EXERCISE AIM. Shown below are entries with pictures; the line with "Objective: for every instance of the bald" through the line with "Target: bald head" is the span to retype exactly, and the pictures stay out.
◆ ◆ ◆ ◆ ◆
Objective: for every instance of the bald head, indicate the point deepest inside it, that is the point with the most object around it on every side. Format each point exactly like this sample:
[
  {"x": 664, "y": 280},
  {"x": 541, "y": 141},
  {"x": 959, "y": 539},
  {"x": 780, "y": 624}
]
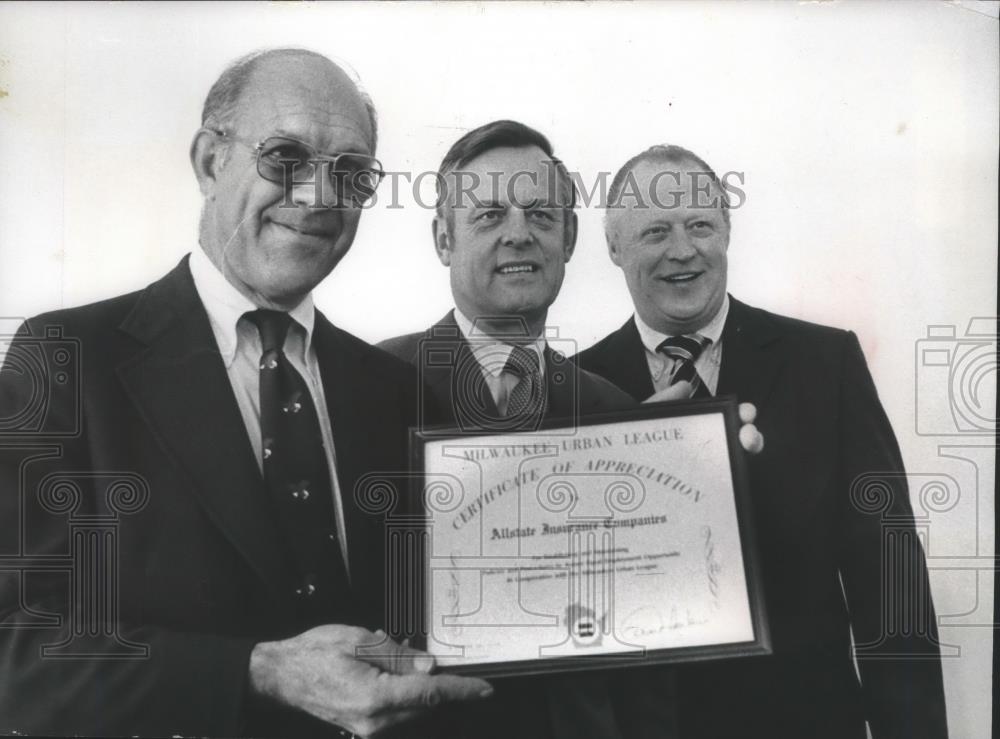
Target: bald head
◆ ◆ ◆ ◆ ◆
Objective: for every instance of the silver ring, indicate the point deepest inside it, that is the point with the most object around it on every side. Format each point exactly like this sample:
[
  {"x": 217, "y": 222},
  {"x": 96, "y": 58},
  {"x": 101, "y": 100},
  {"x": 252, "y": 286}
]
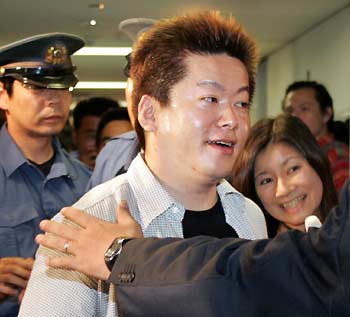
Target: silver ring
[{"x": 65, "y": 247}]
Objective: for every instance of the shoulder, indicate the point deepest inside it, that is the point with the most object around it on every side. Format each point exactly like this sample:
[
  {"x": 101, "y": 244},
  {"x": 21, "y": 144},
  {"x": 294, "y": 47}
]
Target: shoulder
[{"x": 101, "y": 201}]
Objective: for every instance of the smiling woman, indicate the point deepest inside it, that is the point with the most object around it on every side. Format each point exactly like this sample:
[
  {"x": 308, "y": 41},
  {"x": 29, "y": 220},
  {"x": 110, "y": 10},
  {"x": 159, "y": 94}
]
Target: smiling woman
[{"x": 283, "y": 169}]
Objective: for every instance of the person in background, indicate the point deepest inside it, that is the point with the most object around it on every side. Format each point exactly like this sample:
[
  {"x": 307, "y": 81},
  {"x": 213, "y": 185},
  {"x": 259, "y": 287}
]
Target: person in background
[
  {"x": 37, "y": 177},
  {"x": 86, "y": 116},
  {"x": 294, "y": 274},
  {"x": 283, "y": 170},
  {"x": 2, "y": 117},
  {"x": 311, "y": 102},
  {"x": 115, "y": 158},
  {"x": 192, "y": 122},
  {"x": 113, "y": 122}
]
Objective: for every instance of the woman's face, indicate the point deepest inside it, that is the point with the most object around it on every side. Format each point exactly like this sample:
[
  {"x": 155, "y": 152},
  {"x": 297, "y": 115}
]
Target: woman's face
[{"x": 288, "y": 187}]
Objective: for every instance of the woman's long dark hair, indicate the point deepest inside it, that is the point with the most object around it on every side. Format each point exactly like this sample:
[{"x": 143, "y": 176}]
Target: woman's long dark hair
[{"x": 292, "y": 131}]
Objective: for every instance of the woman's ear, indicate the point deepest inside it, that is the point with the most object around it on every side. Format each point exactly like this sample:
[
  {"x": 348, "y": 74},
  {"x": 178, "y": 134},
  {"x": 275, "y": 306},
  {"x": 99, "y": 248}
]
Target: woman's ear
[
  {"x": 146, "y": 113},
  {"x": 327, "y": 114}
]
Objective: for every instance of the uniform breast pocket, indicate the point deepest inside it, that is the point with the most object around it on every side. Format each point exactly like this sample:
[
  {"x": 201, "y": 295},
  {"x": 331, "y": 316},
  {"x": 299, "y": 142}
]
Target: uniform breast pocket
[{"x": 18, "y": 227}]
◆ ◆ ◆ ◆ ◆
THE ANSWER.
Objective: for every instance of the bald head, indicate the point deepest inside it, that is the point with the most object around it on every side. Format each point exactly like this sample:
[
  {"x": 664, "y": 280},
  {"x": 541, "y": 141},
  {"x": 959, "y": 539},
  {"x": 780, "y": 624}
]
Target: bald head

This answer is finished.